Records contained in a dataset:
>>>>>
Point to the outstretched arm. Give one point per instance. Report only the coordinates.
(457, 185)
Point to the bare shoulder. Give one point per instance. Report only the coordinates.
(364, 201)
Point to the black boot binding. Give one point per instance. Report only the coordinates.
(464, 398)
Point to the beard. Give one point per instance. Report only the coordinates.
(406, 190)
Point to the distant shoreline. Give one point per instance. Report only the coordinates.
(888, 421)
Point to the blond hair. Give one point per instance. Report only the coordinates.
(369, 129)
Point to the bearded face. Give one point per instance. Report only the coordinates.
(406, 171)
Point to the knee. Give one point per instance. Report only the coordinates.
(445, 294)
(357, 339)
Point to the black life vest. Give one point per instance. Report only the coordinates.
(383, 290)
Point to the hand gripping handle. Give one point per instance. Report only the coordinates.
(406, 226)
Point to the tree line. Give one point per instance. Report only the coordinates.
<<<<<
→ **BRIEF**:
Retype each line above with no alterations.

→ **REPLY TO THE TASK**:
Point to the outstretched arm. Give one point per instance. Report only the coordinates.
(457, 185)
Point to the bare shoulder. Give one point per instance. Report only the coordinates.
(364, 201)
Point to the black boot binding. Give one point per instance. Report only the coordinates.
(464, 398)
Point to the beard. Give one point per instance. Report only the coordinates.
(406, 190)
Point to the distant shoreline. Give one point per instance. Report only the coordinates.
(888, 421)
Point to the blond hair. Give one point per instance. Report only the coordinates.
(369, 129)
Point to the bearded face. Give one point per instance. Report only the coordinates.
(406, 171)
Point to the knee. Give one point per instance. Report only the coordinates.
(445, 294)
(357, 339)
Point to the black life vest. Give one point per instance. Report only the coordinates.
(383, 290)
Point to the hand gripping handle. Give one point per instance. Report only the coordinates.
(406, 226)
Point to the tree line. Give one point per instance. Report only the coordinates.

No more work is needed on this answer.